Every entry is to be written out word for word.

----- Entries shown

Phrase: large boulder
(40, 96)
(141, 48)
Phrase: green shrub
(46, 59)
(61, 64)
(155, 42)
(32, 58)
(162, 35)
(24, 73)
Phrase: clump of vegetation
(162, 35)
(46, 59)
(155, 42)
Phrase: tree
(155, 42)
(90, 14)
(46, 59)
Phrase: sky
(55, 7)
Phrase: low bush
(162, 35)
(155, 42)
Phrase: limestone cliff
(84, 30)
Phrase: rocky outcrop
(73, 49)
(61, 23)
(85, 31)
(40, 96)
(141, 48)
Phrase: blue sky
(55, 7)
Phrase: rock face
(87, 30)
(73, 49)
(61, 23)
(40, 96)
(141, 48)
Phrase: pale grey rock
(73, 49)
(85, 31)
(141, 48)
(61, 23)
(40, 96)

----------

[Output of the exercise]:
Phrase: large boulder
(40, 96)
(141, 48)
Phrase: green shrub
(46, 59)
(61, 64)
(155, 42)
(32, 58)
(162, 35)
(24, 73)
Phrase: clump of vegetation
(162, 35)
(46, 59)
(155, 42)
Phrase: tree
(155, 42)
(90, 14)
(46, 59)
Phrase: sky
(55, 7)
Phrase: low bush
(162, 35)
(155, 42)
Phrase: limestone cliff
(84, 30)
Phrase: rocky outcrop
(73, 49)
(61, 23)
(85, 31)
(40, 96)
(141, 48)
Phrase: blue sky
(55, 7)
Phrase: rock face
(87, 30)
(73, 49)
(61, 23)
(40, 96)
(141, 48)
Phrase: pale grey rock
(73, 49)
(85, 31)
(141, 48)
(61, 23)
(40, 96)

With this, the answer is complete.